**Passage to read:**
So, in order to redeem the "Settlement" you have to buy a new zip product directly from iomega. Iomega's store overcharges by quite a bit ... an external zip 100mb drive is $114 from them, $74 from the lowest place on pricewatch. Great, I'll get right on that order guys.
I'd disagree with that somewhat. It's a lot less of a hassle to turn a floppy into a boot disk than it is to burn a CD. And rescue floppies are anything but useless.
Since you are talking about the resgistry, I'm guessing you are a windows-only human (altho, I could be wrong). However, floppy utilities such as Tom's Root Boot are an invaluable resource for Linux users.
As a bit of an aside, I recently purchased a G4 for use in my music pursuits. It doesn't have a floppy. Which wouldn't be so bad, except for the fact that the opcode drivers only ship on floppies, making it a bit of a hassle to load them onto the G4 (assuming I ever find the damn things in this appartment of mine).
Speaking of which, have you bought any Maxtor drives lately? They still ship their installation software only on floppies. Presumably this is because there are machines out there that have BIOSes that won't let you boot from CD.
So, altho I think that floppies are a hold-over from previous generations of technology, they do still serve a purpose. And will continue to do so for some time yet.
P.S Does anybody out there happen to have copies of the drivers and software for the Opcode Studio64X? Please, Please, Pretty Please? :)
Been living in a cave at all, recently?
There's such a thing as UDF, packet-writing.. Google is your friend for that shit, it's 2 am here and I'm gonna go to sleep, yeah..
--
SCO employee? Check out the bounty
So don't buy nuclear reactors with a 3 month warranty!
Of course manufacturers aren't going to produce stuff that outlives the warranty by tens of years..

**Records provided:**
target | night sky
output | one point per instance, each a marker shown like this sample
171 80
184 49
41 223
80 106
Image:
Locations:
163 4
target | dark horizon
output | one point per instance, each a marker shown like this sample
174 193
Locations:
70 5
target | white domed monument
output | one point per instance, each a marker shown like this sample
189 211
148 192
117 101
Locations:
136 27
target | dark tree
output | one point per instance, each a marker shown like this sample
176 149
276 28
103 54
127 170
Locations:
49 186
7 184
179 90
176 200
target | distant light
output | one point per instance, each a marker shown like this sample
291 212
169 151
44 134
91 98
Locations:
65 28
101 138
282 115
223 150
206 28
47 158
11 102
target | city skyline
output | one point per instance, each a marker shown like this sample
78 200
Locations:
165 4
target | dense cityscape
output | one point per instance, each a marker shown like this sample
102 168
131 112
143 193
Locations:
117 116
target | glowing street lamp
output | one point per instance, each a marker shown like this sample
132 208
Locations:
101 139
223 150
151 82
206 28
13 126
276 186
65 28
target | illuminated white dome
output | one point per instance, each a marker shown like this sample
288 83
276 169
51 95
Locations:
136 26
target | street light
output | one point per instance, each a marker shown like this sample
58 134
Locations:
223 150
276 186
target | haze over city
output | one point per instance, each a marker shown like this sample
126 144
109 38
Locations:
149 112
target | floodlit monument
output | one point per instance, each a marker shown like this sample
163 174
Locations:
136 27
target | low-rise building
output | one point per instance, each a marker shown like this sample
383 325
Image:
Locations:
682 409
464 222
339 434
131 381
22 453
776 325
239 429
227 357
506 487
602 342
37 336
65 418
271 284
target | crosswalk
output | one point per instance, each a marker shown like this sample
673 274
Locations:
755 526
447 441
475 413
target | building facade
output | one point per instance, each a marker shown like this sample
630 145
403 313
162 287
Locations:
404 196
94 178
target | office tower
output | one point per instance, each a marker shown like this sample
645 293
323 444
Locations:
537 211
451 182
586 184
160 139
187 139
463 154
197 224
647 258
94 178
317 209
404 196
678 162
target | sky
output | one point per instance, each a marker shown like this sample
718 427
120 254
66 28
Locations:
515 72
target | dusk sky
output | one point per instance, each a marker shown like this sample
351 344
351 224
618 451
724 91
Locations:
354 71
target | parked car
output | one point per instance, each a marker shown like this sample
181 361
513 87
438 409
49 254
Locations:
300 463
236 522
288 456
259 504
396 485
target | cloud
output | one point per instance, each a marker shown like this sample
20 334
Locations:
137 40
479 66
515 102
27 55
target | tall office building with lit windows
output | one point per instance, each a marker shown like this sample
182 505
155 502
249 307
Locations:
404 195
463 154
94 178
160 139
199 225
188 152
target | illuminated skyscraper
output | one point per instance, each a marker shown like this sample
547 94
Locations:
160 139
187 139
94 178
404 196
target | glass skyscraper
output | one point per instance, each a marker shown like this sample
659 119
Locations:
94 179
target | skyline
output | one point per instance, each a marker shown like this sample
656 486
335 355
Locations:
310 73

**Problems to work on:**
a) Transcribe the floppy disk discussion from "So, altho I" to "at all, recently?".
b) Go on with the floppy disk discussion from the point where it stops.
The items can be left aside.

**Answers for this exercise:**
a)
So, altho I think that floppies are a hold-over from previous generations of technology, they do still serve a purpose. And will continue to do so for some time yet.
P.S Does anybody out there happen to have copies of the drivers and software for the Opcode Studio64X? Please, Please, Pretty Please? :)
Been living in a cave at all, recently?

b)
But hey, feel free to buy that carton of milk and bitch when it actually DOES turn sour a month after the sell-by date..
--
SCO employee? Check out the bounty
I kid you not. That was their solution. I called them, bitched loudly, and was offered a SCSI zip drive. When I pointed out I didn't have scsi in the PC they threw in the card.
Be glad you missed the ZipPlus; it was a POS.
-'fester
Umm, I beg to differ. I bought the scsi version, and I most certainly have the click of death. The drive worked superbly for three years, and now most of my backed-up data is lost.
With my zip-drive, the click of death did two very specific things. First, it made it impossible to read/write any data to/from zip disks. But what really upset me was the second thing it did. Any disk I placed in the zip drive was destroyed! I don't know what physical malfunction caused the click of death, but my guess is that it was some instrument scraping against the media within the disk. I lost a lot of important backup data (thankfully the originals still existed in some cases) because after the click of death, no other functional zip drives could read my zip disks.
It is incredibly annoying (and this is an understatement) when you go to read backup data, and have that backup data destroyed instead.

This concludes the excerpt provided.